Required tasks.
**A)** Rescale the rows starting with the line that contains "User intent: locate the green" and going on through the line that contains "507, 1345, 607]]". Write out only those lines again, requests included, with every box coordinate in the answers multiplied by 1.4 and rounded to a whole number, halves rounding up.
**B)** Take the summary of Dorian's Christmas train journey and the Major's mission further, continuing on from its final sentence.

It’s nearly Christmas. Klaus doesn’t care: weekends and holidays don’t do much for him. But the Alphabets are worried, because it looks as if they may have to work through Christmas again. And, sure enough, the Chief has a mission for Klaus and his men.

Meanwhile in England, Dorian is dealing with James who wants to spend a thrifty Christmas at home. Rescue is at hand: the mail brings Dorian a registered express letter containing two first class train tickets from Amsterdam to Paris, leaving in two days’ time. There’s no explanation, just the tickets. Dorian’s men are suspicious that it may be a trap, but Dorian would rather take a risk than spend a miserable Christmas at home. A second envelope is then delivered, containing enough money to cover the expense of getting to Amsterdam, quelling James’s protests.

Dorian, accompanied by James, boards the train in Amsterdam. (Why he takes James with him, I can’t fathom; surely it would be better to take someone else who can focus on something other than nagging him about money – but Dorian must have his reasons.)

It’s not long before Dorian is advised by an attendant that there is a table reserved for him in the dining car. It is here that the identity of their ‘benefactor’ is revealed, when the Major joins him to announce that NATO wants Eroica’s cooperation in a mission.

[Bounding box annotation entries]
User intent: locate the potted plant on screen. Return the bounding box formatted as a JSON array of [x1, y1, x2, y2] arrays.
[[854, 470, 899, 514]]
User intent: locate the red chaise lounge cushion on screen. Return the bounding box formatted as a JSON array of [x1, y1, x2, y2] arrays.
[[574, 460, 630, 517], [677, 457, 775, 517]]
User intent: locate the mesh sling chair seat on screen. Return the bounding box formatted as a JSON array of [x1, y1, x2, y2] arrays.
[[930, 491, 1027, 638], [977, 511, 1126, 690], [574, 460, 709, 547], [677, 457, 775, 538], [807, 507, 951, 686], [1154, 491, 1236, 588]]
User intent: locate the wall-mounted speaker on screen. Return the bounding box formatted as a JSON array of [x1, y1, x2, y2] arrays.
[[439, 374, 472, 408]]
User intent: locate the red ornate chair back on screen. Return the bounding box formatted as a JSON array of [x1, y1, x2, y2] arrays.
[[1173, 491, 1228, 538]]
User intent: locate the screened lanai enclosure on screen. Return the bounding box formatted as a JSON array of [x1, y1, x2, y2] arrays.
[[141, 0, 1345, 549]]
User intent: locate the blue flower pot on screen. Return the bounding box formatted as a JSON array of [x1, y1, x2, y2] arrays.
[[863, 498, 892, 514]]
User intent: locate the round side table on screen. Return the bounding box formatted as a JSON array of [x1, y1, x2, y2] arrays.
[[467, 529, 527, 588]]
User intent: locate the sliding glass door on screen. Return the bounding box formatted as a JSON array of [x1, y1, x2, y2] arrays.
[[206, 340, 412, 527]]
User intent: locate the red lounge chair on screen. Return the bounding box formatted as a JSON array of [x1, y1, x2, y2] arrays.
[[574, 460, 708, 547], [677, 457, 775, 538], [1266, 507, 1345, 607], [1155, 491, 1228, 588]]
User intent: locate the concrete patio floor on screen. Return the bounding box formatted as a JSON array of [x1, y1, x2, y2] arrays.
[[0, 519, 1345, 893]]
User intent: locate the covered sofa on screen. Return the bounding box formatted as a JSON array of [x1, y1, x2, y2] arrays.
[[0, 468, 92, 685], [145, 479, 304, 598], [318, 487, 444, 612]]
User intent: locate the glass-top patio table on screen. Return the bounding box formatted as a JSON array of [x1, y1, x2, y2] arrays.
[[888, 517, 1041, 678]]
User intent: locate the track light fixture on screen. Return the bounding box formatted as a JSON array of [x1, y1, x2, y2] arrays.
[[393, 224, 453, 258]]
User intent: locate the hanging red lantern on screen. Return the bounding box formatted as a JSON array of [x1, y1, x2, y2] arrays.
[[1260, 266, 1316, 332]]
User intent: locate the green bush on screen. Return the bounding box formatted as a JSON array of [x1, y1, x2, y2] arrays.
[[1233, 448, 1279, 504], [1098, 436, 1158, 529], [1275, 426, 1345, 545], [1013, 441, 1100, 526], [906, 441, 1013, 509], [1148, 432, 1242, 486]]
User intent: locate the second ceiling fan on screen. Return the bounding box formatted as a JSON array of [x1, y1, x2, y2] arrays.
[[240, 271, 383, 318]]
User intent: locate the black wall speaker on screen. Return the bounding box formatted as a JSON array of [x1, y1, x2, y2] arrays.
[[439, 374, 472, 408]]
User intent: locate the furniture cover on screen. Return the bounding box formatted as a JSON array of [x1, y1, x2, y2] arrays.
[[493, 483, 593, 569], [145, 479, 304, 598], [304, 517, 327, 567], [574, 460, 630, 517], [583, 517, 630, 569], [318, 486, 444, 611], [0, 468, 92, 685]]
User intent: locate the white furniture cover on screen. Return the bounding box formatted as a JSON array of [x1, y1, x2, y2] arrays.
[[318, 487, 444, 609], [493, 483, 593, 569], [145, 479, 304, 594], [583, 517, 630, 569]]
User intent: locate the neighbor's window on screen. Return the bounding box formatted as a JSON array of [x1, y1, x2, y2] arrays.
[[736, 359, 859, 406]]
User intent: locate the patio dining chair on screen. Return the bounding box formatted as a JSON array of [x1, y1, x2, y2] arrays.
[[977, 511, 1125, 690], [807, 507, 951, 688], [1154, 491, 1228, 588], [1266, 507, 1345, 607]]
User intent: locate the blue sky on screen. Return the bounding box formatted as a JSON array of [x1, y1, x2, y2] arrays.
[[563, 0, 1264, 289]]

Answers for the exercise.
**A)**
User intent: locate the green bush on screen. Return the bounding box formatted as a JSON array of [x1, y1, x2, y2] arrays.
[[1726, 627, 1791, 706], [1537, 610, 1621, 741], [1785, 596, 1883, 763], [1418, 617, 1540, 736], [1268, 617, 1418, 713], [1607, 605, 1739, 680]]
User intent: locate the second ceiling fan on screen. Return the bounding box formatted as a JSON array of [x1, y1, x2, y2] arrays.
[[336, 379, 536, 445]]
User intent: locate the black wall speaker on screen. Return the bounding box formatted as a JSON array of [x1, y1, x2, y2] arrays.
[[615, 524, 661, 571]]
User intent: locate the furniture cover on screen. Return the bounding box formatted as a JSON array of [x1, y1, x2, y2] arrays.
[[690, 676, 830, 797], [203, 671, 426, 837], [426, 724, 458, 794], [804, 644, 882, 724], [816, 724, 882, 797], [445, 680, 622, 855], [0, 655, 129, 959]]
User intent: locate the white furniture cover on screen. Return the bounding box formatted as a JSON array of [x1, y1, x2, y2] arrays.
[[445, 682, 622, 853], [690, 676, 830, 797], [203, 671, 426, 832], [816, 724, 882, 797]]
User intent: locate the neighbor's window on screen. Return the bounding box formatted as a JSON array of [x1, y1, x2, y2] arrays.
[[1030, 503, 1203, 568]]
User intent: locate the patio dining chair on screen. Return the bounding box formatted as a JSON array of [x1, y1, x2, y2] arrays.
[[1368, 715, 1575, 966], [1130, 710, 1331, 963], [1616, 687, 1719, 823], [1772, 710, 1883, 850]]

**B)**
The Major shows him a blueprint, which Dorian – being a well-informed thief – recognises as the vault of the Vatican Palace. An engineer at the US Department of Defence stole some secret information concerning military satellites, and in an attempt to stop the project, passed the papers on to the Vatican. NATO wants Dorian to break in to the vault and get the documents back.

Dorian, planning to get the most out of the deal, insists that in addition to the generous payment he’s been offered, he must be allowed an extra 10 minutes in the vault, but refuses to say why. He also insists that NATO pays for his men to accompany him to Rome on the train.
Booking such a large number of seats on the train draws the attention of Soviet agent Mischa the Bear Cub, whom we meet for the first time.

As the train travels on its way, we see a number of messages being passed between Mischa and his fellow Soviet spies Polar Bear and Red Fox. When the train reaches Paris, Mischa gets on board for the next leg of the journey.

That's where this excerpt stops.